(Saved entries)
=== Section Start ===

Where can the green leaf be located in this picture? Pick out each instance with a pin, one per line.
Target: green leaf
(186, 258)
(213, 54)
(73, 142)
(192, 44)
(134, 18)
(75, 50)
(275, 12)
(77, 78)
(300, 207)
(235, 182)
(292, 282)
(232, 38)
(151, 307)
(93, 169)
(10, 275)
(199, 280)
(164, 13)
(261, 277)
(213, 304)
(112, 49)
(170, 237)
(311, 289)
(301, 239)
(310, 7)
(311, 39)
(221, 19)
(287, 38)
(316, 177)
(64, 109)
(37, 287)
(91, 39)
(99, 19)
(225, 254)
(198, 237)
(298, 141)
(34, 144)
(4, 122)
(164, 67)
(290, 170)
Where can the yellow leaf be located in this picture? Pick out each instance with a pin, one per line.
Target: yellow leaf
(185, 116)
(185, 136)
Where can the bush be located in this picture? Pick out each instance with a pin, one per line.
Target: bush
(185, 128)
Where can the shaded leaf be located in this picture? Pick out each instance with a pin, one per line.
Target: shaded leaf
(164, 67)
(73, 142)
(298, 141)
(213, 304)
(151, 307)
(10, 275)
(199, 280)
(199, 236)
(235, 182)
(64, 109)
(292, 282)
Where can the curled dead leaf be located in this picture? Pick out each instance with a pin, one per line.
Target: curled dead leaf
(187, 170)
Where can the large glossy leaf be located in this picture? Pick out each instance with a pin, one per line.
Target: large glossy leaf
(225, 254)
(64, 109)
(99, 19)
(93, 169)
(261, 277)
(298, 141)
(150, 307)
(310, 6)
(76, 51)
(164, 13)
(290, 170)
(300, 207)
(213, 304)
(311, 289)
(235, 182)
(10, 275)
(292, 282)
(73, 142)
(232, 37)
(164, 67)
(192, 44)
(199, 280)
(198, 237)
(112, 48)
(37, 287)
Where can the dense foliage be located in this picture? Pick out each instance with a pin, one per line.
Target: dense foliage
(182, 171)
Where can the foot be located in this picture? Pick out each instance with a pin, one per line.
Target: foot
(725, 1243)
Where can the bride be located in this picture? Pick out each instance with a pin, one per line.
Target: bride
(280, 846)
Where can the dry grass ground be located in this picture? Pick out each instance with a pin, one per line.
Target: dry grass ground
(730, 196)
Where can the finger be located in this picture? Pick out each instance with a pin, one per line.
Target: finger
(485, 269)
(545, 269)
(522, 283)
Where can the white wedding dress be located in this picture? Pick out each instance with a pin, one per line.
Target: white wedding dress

=== Section End ===

EXERCISE OBJECTIVE
All the data above must be copied again. Leave nothing out.

COMPLETED EXERCISE
Where can the green leaf be located in this picture? Pick out each instance with a pin, one per line.
Target: green leaf
(186, 258)
(213, 54)
(73, 142)
(192, 44)
(134, 18)
(75, 50)
(275, 12)
(77, 78)
(300, 207)
(235, 182)
(292, 282)
(232, 38)
(151, 307)
(93, 169)
(10, 275)
(199, 280)
(164, 13)
(261, 277)
(213, 304)
(112, 49)
(170, 237)
(311, 289)
(301, 239)
(310, 7)
(311, 39)
(221, 19)
(287, 38)
(316, 177)
(64, 109)
(37, 287)
(91, 39)
(99, 19)
(225, 254)
(198, 237)
(298, 141)
(34, 144)
(4, 122)
(164, 67)
(290, 170)
Where can the yellow leaf be located in this picture? Pick out each instance with a pin, one per line.
Target: yellow leaf
(185, 116)
(185, 136)
Where can the bush be located in this picture? Pick out each instance with a pin, one per line.
Target: bush
(185, 128)
Where can the shaded leaf be located in this picture? Pick out each instance with a pin, one per line.
Target: shaded leaf
(164, 67)
(73, 142)
(298, 141)
(213, 304)
(151, 307)
(10, 275)
(199, 280)
(199, 236)
(235, 182)
(64, 109)
(292, 282)
Where can the curled dead leaf be located in this picture? Pick out each instance with a pin, one per line.
Target: curled dead leaf
(187, 170)
Where can the large glossy leaf be located in this picture? Pick out each instance with a pin, one per line.
Target: large glossy leaf
(225, 254)
(64, 109)
(99, 19)
(93, 169)
(261, 277)
(298, 141)
(150, 307)
(310, 6)
(76, 51)
(164, 13)
(290, 170)
(300, 207)
(213, 304)
(311, 289)
(235, 182)
(10, 275)
(292, 282)
(73, 142)
(232, 37)
(164, 67)
(192, 44)
(199, 280)
(198, 237)
(112, 48)
(37, 287)
Where can the dense foliage be located in this picture? Pick out each instance with a pin, one per line.
Target: dense foliage
(182, 171)
Where can the foot be located in this picture? Pick out each instance with a pin, one per line.
Target: foot
(725, 1243)
Where can the bride be located in this picture? Pick out each instance with a pin, one per line.
Target: bride
(280, 846)
Where can the dry grass ground be located in this picture? Pick out each instance with a pin, one per line.
Target: dry grass ground
(730, 196)
Where can the finger be located in this picture? Pick out each instance with a pin, one per line.
Target: finger
(485, 269)
(545, 269)
(522, 283)
Where can the white wedding dress be located in this picture? Pick out each instance with a pin, one per line.
Target: white wedding dress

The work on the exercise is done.